▶ SUPPLIED RECORDS
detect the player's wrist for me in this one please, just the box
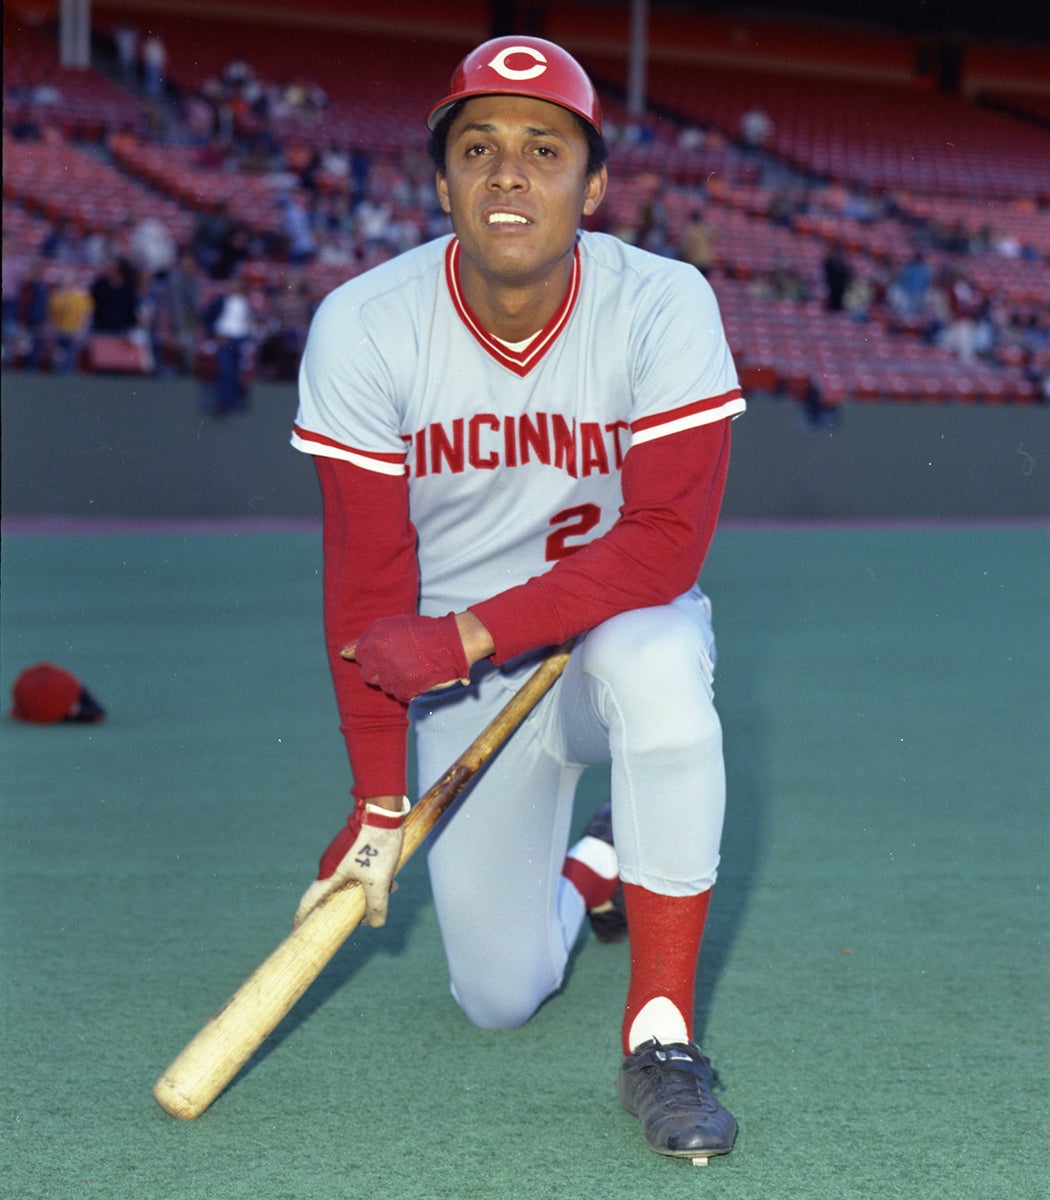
[457,609,496,666]
[362,794,408,814]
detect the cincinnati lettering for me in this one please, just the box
[404,413,630,479]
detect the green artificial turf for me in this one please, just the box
[2,524,1047,1200]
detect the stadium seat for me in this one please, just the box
[86,335,154,374]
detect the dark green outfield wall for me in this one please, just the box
[2,373,1048,520]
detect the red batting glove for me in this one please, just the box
[295,796,410,928]
[345,613,471,702]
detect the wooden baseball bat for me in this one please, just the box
[152,644,572,1120]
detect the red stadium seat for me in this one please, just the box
[86,335,153,375]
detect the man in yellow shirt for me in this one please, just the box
[48,268,93,372]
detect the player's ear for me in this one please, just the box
[582,165,607,218]
[436,171,451,214]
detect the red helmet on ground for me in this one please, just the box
[427,36,603,135]
[10,662,105,724]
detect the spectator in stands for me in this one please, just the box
[182,92,217,144]
[679,208,719,276]
[313,191,353,238]
[677,124,707,151]
[768,185,808,228]
[141,33,167,101]
[39,218,83,264]
[298,146,325,193]
[354,194,393,251]
[130,217,177,282]
[889,251,932,318]
[48,268,94,373]
[349,146,372,207]
[314,227,354,269]
[113,23,138,88]
[192,201,232,276]
[14,258,50,369]
[386,206,424,257]
[1,233,27,358]
[8,103,43,141]
[222,224,256,280]
[222,58,254,90]
[202,273,254,415]
[258,274,312,382]
[746,256,808,304]
[81,224,113,270]
[191,201,251,280]
[621,117,657,145]
[843,270,876,320]
[423,200,453,243]
[1020,311,1049,357]
[90,256,139,334]
[278,192,318,265]
[770,255,807,302]
[107,217,139,267]
[822,243,853,312]
[152,250,203,375]
[933,220,970,255]
[638,196,671,257]
[841,189,879,224]
[319,142,351,187]
[994,231,1023,259]
[740,106,773,151]
[942,270,984,362]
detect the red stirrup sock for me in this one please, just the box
[561,831,619,911]
[621,884,712,1054]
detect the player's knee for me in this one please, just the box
[449,964,561,1030]
[585,602,709,681]
[583,605,720,752]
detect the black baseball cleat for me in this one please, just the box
[582,803,628,943]
[617,1039,737,1160]
[588,884,627,943]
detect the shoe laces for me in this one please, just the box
[639,1042,721,1113]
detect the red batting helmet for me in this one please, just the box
[427,36,603,135]
[10,662,105,724]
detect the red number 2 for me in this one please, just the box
[545,503,601,561]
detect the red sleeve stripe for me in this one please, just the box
[630,389,746,446]
[291,424,407,476]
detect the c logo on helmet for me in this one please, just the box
[488,45,548,81]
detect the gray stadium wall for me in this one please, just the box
[2,374,1047,521]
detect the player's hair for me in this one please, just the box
[427,99,609,178]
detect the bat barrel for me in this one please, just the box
[153,884,367,1118]
[153,644,571,1119]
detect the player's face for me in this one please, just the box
[436,95,606,298]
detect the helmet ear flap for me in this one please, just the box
[427,36,603,136]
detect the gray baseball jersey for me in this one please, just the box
[293,230,744,617]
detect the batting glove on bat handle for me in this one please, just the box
[343,613,471,702]
[294,796,410,929]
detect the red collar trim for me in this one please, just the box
[445,238,580,378]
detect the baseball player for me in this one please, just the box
[292,36,745,1161]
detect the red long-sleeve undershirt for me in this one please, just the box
[316,417,731,799]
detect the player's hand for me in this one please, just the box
[343,613,471,702]
[294,796,410,928]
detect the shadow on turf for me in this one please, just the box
[214,859,429,1101]
[693,642,770,1043]
[217,737,527,1104]
[216,766,594,1104]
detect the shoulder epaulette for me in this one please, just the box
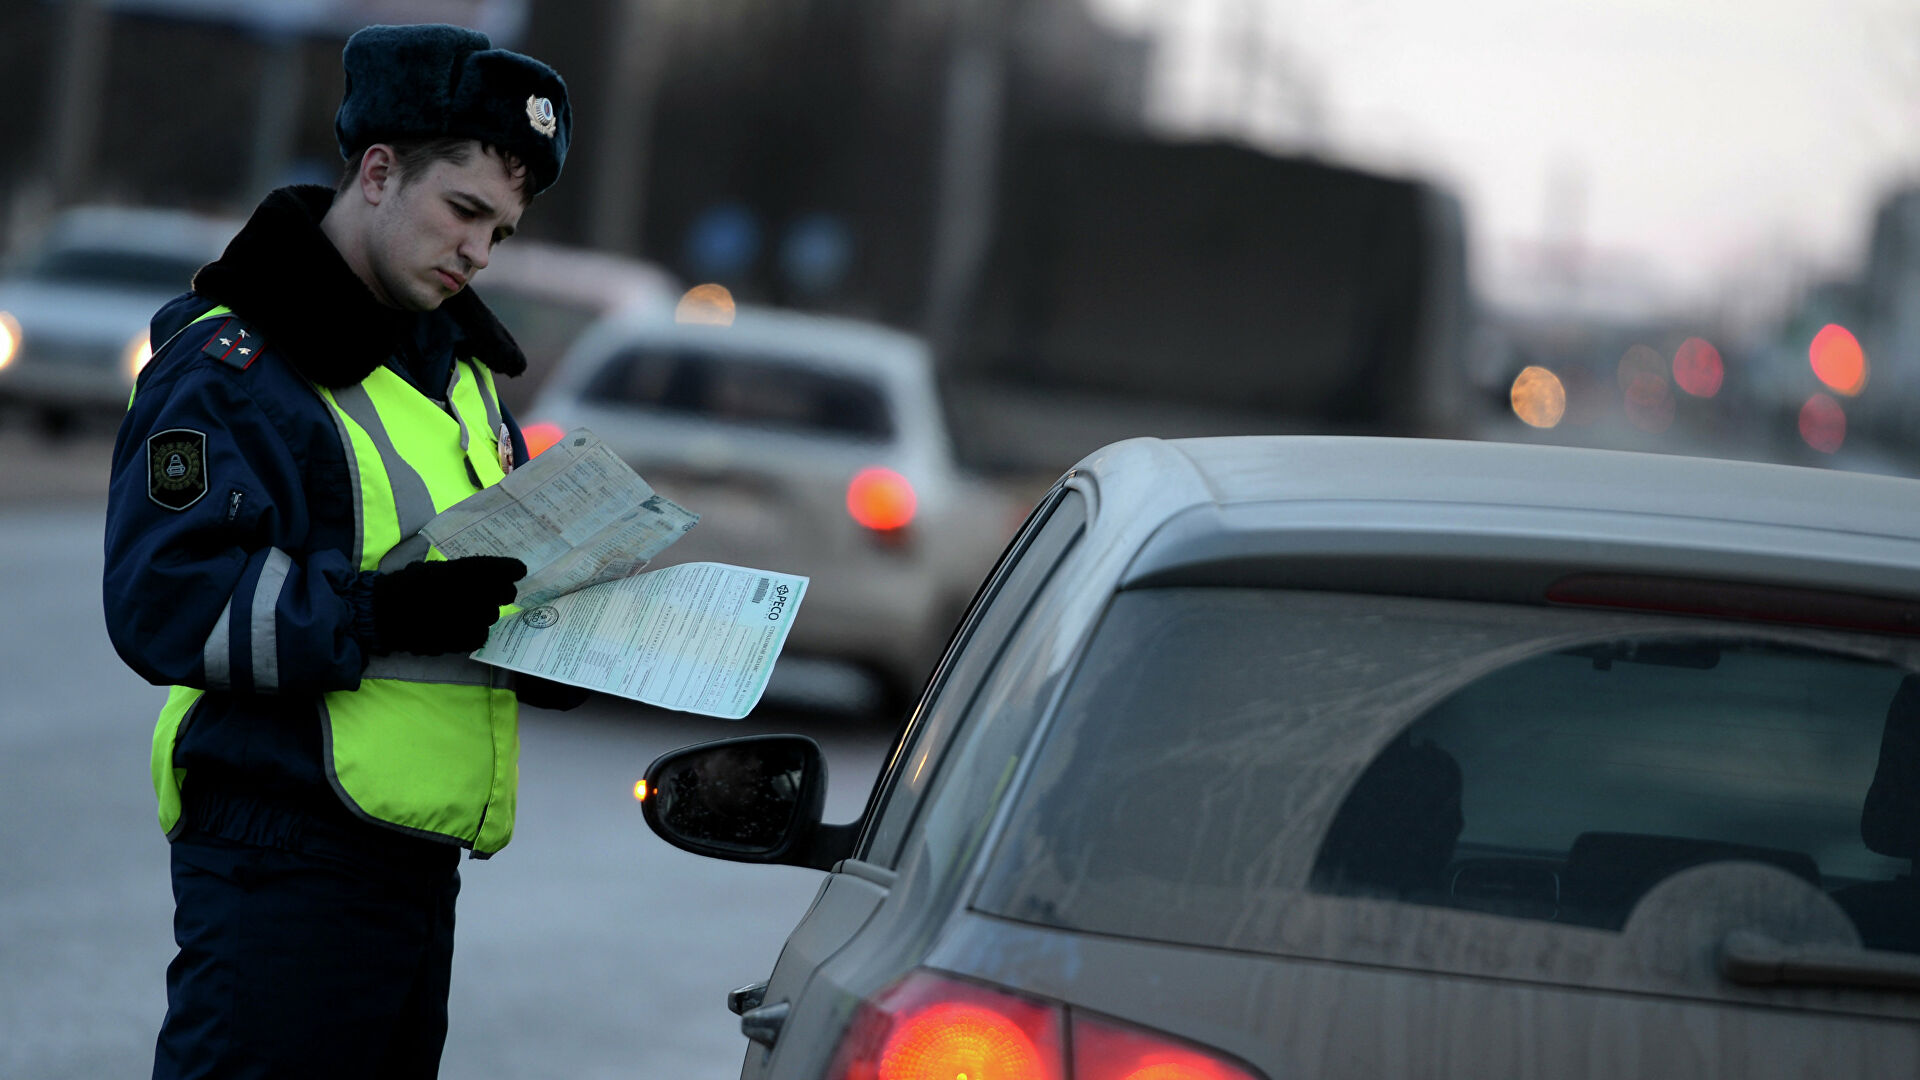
[195,316,265,371]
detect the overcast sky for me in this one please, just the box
[1088,0,1920,312]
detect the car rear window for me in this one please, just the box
[974,588,1920,956]
[584,346,894,440]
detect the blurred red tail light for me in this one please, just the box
[522,421,565,458]
[828,972,1062,1080]
[1072,1012,1262,1080]
[826,971,1262,1080]
[847,467,918,532]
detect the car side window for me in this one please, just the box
[857,485,1088,868]
[1312,637,1919,953]
[585,347,893,440]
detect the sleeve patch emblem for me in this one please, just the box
[147,428,209,511]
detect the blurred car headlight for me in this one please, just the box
[126,330,152,380]
[0,311,19,371]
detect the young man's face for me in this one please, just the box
[365,143,525,312]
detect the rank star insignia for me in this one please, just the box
[146,428,209,511]
[526,95,557,138]
[199,317,265,369]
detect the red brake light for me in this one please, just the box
[1072,1012,1262,1080]
[828,972,1063,1080]
[881,1003,1048,1078]
[522,421,565,458]
[827,972,1266,1080]
[847,467,918,531]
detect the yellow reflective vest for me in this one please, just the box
[149,308,521,855]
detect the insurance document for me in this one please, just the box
[474,562,809,719]
[420,428,699,606]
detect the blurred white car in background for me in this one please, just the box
[0,205,237,433]
[525,304,1020,711]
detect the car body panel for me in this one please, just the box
[689,437,1920,1079]
[925,911,1920,1080]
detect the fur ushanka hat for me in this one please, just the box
[335,23,572,195]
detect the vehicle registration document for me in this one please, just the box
[475,562,808,720]
[420,428,808,719]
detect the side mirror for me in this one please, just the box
[640,734,858,870]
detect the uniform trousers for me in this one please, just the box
[152,818,462,1080]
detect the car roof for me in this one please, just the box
[35,205,239,261]
[580,303,931,379]
[1164,435,1920,534]
[1077,437,1920,603]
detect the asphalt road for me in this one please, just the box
[0,482,894,1079]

▶ TASK BRIEF
The entire listing is to be printed exactly, with each picture omitted.

▶ SOLUTION BELOW
detect the player's wrist for me in this one please, just the box
[457,609,496,666]
[362,794,408,814]
detect the cincinnati lettering for me in this one please, just the box
[404,413,630,479]
detect the green artificial turf for me in this one please, just the box
[2,524,1047,1200]
detect the stadium seat for me in this one please, just the box
[86,335,154,374]
detect the dark green outfield wall for me in this one please, just the box
[2,373,1048,520]
detect the red batting glove for me in this one please, just the box
[295,796,410,928]
[345,613,471,702]
detect the wooden baseball bat for me in this one please, just the box
[152,644,572,1120]
detect the red stadium seat for me in this one please, just the box
[86,335,153,375]
detect the man in yellow shirt for me in this one please, just the box
[48,268,93,372]
detect the player's ear for me in this one please, just the box
[582,165,607,218]
[436,171,451,214]
detect the red helmet on ground for me in this one please, just the box
[427,36,603,135]
[10,662,105,724]
detect the spectator in stands for me in this one please, just the box
[182,92,217,144]
[679,208,719,276]
[313,191,353,238]
[677,124,707,151]
[768,185,808,228]
[141,33,167,101]
[39,218,83,264]
[298,146,325,193]
[354,194,393,251]
[130,217,177,282]
[889,251,932,318]
[48,268,94,373]
[349,146,372,207]
[314,227,354,269]
[113,23,138,88]
[192,201,232,276]
[14,258,50,369]
[386,206,424,257]
[1,233,27,358]
[8,103,43,141]
[222,224,256,280]
[222,58,254,90]
[202,273,254,415]
[258,274,312,382]
[746,256,808,304]
[81,224,113,270]
[191,201,251,280]
[621,117,657,145]
[843,270,876,320]
[423,200,453,243]
[1020,311,1049,357]
[90,256,139,334]
[278,192,318,265]
[770,255,807,302]
[107,217,139,267]
[822,243,853,312]
[152,250,203,375]
[933,220,970,255]
[638,196,671,257]
[841,189,879,224]
[319,142,351,187]
[994,231,1023,259]
[740,106,773,151]
[942,270,984,362]
detect the red stirrup sock for me in this one please, just the box
[561,831,619,911]
[621,884,712,1054]
detect the player's knee for me in this one please, just the box
[449,964,561,1030]
[585,602,709,681]
[583,605,720,752]
detect the black baseball cleat for me in this one please, just the box
[582,803,628,943]
[617,1039,737,1160]
[588,884,627,943]
detect the shoe laces for me in this one please, just the box
[639,1042,721,1113]
detect the red batting helmet for me in this one please, just the box
[427,36,603,135]
[10,662,105,724]
detect the red number 2 for me in this one please, just the box
[545,503,601,561]
detect the red sleeve stripe for me in this one please, just the box
[630,389,746,446]
[291,424,407,476]
detect the c logo on helmet for me in this one please, just the box
[488,45,548,81]
detect the gray stadium wall for me in this one please, just the box
[2,374,1047,521]
detect the player's hair for me in this one please, just the box
[427,99,609,178]
detect the bat barrel for me in this one please, just the box
[153,884,367,1118]
[153,644,571,1119]
detect the player's face for me in this one please, just the box
[436,95,606,298]
detect the helmet ear flap for me in this one please, just the box
[427,36,603,136]
detect the gray baseball jersey for me in this one please, just the box
[293,230,744,617]
detect the batting glove on bat handle for me in this one please, just the box
[343,613,471,702]
[294,796,410,929]
detect the red collar trim for me in this one please, just the box
[445,238,580,378]
detect the baseball player for me in this one please, just the box
[292,36,745,1161]
detect the red long-sleeve undershirt for me in this one please, just the box
[316,417,731,799]
detect the player's hand for me in this one please, just the box
[343,613,471,702]
[294,796,410,928]
detect the shadow on turf for me in this one please, just the box
[214,859,429,1101]
[693,642,770,1043]
[217,737,527,1104]
[216,766,594,1104]
detect the shoulder epaulette for me in this one please, just the box
[195,316,265,371]
detect the overcast sky for me in this one please, just the box
[1088,0,1920,312]
detect the car rear window for me in this one please, just the box
[974,588,1920,956]
[584,346,894,440]
detect the blurred red tail light for me in this one please, just the box
[522,421,565,458]
[828,972,1062,1080]
[1072,1012,1262,1080]
[826,971,1262,1080]
[847,467,918,532]
detect the car side window for me in this one please, just the box
[857,485,1088,868]
[1312,637,1919,953]
[585,347,893,440]
detect the sleeve patch emblem for me in this one please, just the box
[147,428,209,511]
detect the blurred car headlight for me in this one please, just the box
[126,330,152,380]
[0,311,19,371]
detect the young man's face for me in this one please, just the box
[365,143,525,312]
detect the rank star insignia for me in this one please, just the box
[146,428,209,511]
[526,95,557,138]
[199,317,265,369]
detect the red brake light for me in this one please, just the box
[1072,1012,1262,1080]
[828,972,1063,1080]
[881,1003,1048,1078]
[522,421,565,458]
[827,972,1266,1080]
[847,467,918,531]
detect the yellow reflective vest for me in this one please, just the box
[149,308,521,855]
detect the insurance document for me in this one please, just the box
[474,562,809,719]
[420,428,699,606]
detect the blurred white car in background for me in this one please, just the box
[0,205,237,433]
[525,304,1020,711]
detect the car body panel for me in this one please, just the box
[689,437,1920,1079]
[925,911,1920,1080]
detect the fur ushanka hat for me in this one please, just the box
[335,23,572,195]
detect the vehicle registration document for me in this one please, just the box
[475,562,808,720]
[420,428,808,719]
detect the side mirror for me in this one please, just the box
[640,734,858,870]
detect the uniform trousers for me in this one please, just the box
[152,818,462,1080]
detect the car roof for me in this one please, just the box
[35,205,239,261]
[580,303,931,379]
[1164,435,1920,534]
[1077,437,1920,603]
detect the asphalt road for me in this one please, just the box
[0,482,894,1079]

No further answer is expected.